Copy every one of the rows below, character for character.

--- Start of Dataset records ---

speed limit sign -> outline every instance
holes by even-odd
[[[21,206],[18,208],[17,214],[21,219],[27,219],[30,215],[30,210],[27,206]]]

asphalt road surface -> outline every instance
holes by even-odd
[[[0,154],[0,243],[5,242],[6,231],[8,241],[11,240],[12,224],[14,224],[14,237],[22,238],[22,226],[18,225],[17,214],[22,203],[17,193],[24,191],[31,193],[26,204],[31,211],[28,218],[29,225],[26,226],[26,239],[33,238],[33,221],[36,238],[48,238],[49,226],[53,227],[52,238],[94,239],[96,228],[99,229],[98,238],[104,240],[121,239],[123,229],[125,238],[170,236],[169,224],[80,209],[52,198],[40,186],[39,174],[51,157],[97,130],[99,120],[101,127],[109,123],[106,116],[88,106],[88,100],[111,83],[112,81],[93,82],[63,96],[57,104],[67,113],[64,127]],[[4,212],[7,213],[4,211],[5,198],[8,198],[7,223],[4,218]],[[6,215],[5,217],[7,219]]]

--- End of Dataset records ---

Answer in full:
speed limit sign -> outline every instance
holes by even-odd
[[[21,206],[18,208],[17,214],[21,219],[27,219],[30,215],[30,210],[27,206]]]

asphalt road surface -> outline every instance
holes by even-odd
[[[0,154],[0,243],[5,242],[6,231],[8,241],[11,240],[12,224],[14,224],[14,237],[22,238],[22,226],[18,225],[17,214],[22,203],[17,193],[24,191],[31,193],[26,204],[31,211],[28,218],[29,225],[26,226],[26,239],[33,238],[33,221],[36,238],[48,238],[49,226],[53,227],[52,238],[94,239],[96,228],[99,229],[98,238],[104,240],[121,239],[123,229],[125,238],[170,236],[169,224],[80,209],[52,198],[40,186],[39,174],[51,157],[97,130],[99,120],[101,127],[109,123],[106,116],[88,106],[88,100],[111,83],[112,81],[93,82],[63,96],[57,104],[67,113],[64,127]],[[4,212],[7,213],[4,211],[5,198],[8,198],[7,223],[4,218]],[[6,215],[5,217],[7,219]]]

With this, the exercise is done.